- _REQUEST_
Reproduce everything in the records from the line containing "In every <instance>" down to the line containing "box: [1260, 694, 1379, 753]", keeping both of those lines.

(Stored data entries)
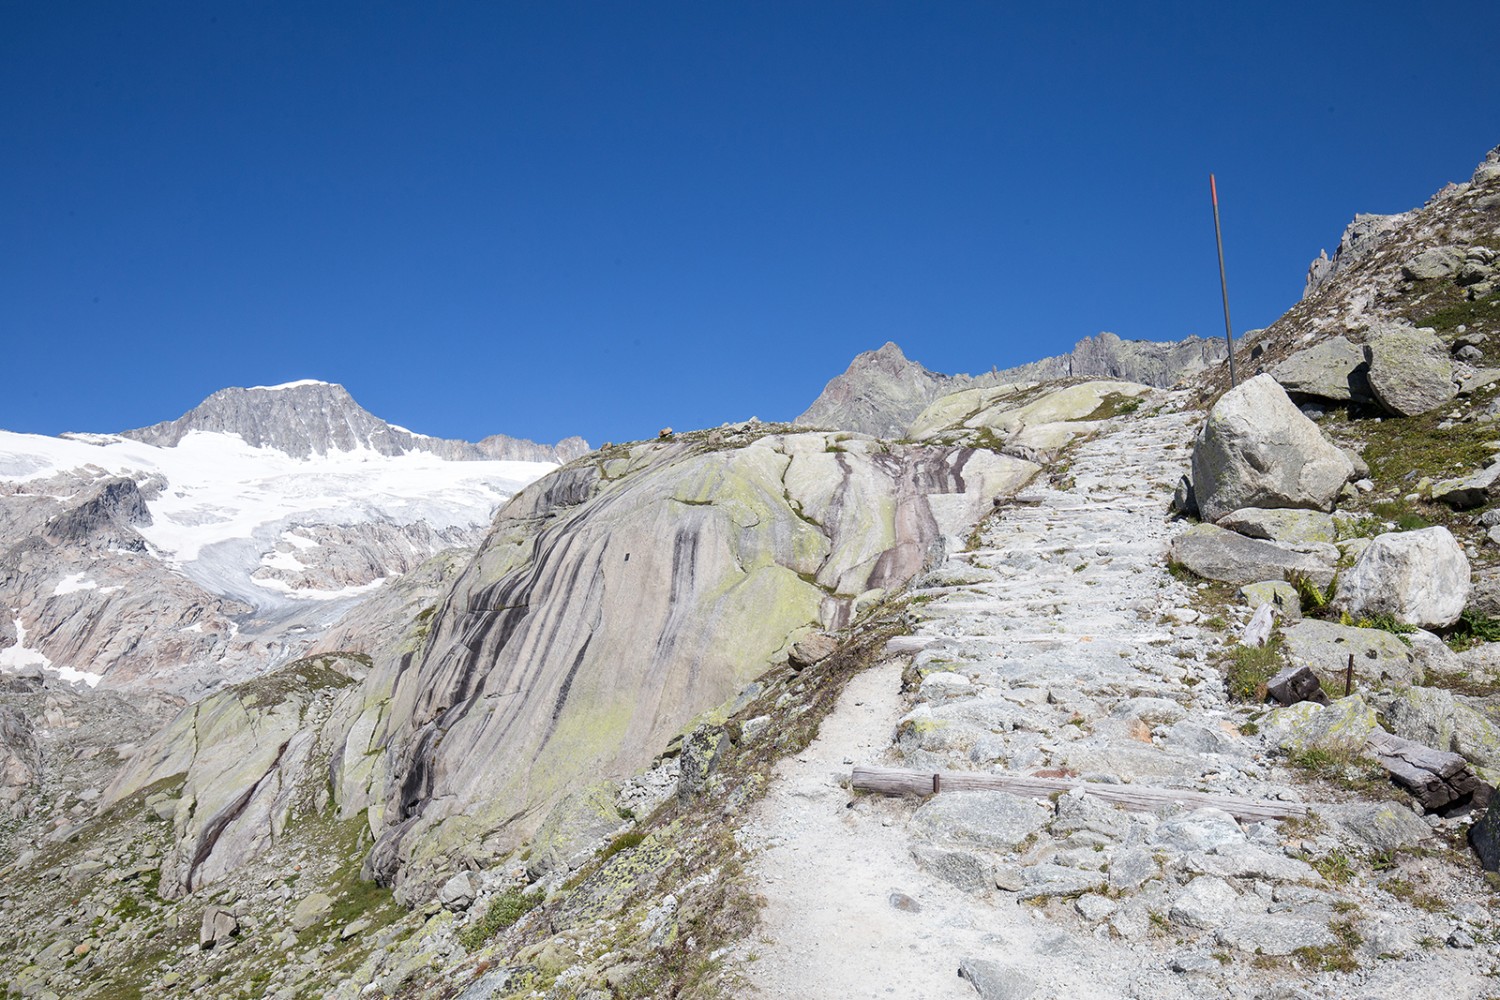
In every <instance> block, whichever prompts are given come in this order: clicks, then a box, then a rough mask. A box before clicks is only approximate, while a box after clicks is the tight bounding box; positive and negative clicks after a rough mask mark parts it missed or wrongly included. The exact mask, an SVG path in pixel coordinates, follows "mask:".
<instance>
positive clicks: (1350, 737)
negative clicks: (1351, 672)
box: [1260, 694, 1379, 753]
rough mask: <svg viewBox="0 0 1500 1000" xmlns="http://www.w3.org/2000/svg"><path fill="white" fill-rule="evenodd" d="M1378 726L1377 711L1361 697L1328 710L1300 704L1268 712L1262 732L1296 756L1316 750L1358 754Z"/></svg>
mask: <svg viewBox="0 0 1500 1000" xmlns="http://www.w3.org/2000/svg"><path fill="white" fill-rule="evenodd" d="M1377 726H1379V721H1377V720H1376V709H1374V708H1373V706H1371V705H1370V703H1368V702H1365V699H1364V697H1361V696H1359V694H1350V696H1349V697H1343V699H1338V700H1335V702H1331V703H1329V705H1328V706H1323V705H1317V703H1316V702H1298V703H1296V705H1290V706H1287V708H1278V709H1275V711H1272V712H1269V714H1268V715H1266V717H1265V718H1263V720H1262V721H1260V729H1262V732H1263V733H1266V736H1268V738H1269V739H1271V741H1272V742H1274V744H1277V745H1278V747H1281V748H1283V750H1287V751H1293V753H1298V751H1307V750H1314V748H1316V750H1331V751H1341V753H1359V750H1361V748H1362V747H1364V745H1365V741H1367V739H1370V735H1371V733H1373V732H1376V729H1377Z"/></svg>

* * *

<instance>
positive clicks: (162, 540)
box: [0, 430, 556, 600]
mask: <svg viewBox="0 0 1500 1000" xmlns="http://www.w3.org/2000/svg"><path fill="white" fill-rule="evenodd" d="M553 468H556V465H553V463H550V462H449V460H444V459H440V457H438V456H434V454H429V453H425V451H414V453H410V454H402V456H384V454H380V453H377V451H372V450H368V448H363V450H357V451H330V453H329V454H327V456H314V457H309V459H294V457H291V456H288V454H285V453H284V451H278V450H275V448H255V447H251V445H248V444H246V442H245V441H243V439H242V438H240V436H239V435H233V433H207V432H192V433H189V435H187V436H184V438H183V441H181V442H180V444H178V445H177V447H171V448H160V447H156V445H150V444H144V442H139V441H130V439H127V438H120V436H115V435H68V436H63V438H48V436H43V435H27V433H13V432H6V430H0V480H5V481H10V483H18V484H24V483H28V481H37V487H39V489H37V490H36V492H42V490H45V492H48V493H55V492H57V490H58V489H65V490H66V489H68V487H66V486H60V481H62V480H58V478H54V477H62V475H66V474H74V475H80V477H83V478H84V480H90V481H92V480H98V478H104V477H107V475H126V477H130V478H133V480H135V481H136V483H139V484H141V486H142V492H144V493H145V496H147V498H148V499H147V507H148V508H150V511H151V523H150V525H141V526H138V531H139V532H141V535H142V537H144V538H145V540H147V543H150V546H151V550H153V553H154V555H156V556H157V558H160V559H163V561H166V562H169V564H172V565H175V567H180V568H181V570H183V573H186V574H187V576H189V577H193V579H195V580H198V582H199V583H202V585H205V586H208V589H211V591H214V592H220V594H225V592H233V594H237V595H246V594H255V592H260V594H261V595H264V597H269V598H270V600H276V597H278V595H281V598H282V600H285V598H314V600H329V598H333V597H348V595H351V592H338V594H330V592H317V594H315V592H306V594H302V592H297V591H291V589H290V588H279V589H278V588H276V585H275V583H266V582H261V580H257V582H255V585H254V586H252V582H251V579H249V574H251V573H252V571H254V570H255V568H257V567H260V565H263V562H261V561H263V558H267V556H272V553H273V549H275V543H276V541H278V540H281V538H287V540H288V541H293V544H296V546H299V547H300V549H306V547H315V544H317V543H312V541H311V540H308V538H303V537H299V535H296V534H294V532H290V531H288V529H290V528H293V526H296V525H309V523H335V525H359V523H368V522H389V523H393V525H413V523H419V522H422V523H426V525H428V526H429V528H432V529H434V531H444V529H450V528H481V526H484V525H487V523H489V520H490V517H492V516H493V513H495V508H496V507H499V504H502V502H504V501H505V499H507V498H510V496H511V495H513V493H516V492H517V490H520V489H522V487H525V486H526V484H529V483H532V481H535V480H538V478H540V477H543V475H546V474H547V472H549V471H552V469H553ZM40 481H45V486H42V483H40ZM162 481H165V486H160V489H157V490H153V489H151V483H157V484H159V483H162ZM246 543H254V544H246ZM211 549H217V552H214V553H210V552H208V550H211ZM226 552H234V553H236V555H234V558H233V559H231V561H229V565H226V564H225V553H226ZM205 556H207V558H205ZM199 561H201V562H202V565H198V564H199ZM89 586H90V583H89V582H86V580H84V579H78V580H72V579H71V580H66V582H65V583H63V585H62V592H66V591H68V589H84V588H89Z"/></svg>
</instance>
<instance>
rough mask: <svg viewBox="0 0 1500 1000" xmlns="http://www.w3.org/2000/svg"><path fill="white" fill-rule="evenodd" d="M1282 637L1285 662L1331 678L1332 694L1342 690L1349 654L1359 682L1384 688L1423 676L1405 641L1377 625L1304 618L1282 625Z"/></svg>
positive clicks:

- _ANSWER TO THE EXERCISE_
In every <instance> block, whichever prompts are given come in this order: clicks, then a box, then a rough mask. A box before clicks is only approximate, while a box after clicks is the tight bounding box; positive and negative clicks after a rough mask mark parts it missed or wrongly included. The exact mask, an SVG path in pixel coordinates, follows "mask:".
<instance>
positive clicks: (1350, 737)
negative clicks: (1351, 672)
box: [1260, 694, 1379, 753]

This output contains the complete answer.